**Directions:** Would you copy out the whole listing exactly as given?

====================

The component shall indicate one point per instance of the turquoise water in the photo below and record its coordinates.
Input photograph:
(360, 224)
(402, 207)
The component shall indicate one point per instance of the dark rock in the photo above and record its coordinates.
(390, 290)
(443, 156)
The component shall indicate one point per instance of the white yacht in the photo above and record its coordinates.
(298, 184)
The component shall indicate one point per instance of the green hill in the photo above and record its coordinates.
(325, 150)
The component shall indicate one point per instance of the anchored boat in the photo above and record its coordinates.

====================

**The answer:**
The component shall indicate one point per instance of the turquoise water in the photo below and record its coordinates.
Input photograph:
(360, 224)
(402, 207)
The component shall indicate one point per instance of the dark rock in the photo above and record its coordinates.
(390, 290)
(443, 156)
The component shall indicate one point per instance of the white yacht in the photo above and record its coordinates.
(298, 184)
The component shall indicate one point per instance of the green hill in the photo above and record its coordinates.
(325, 150)
The component shall indicate one point per instance of the anchored boat in the photo above and record its coordinates.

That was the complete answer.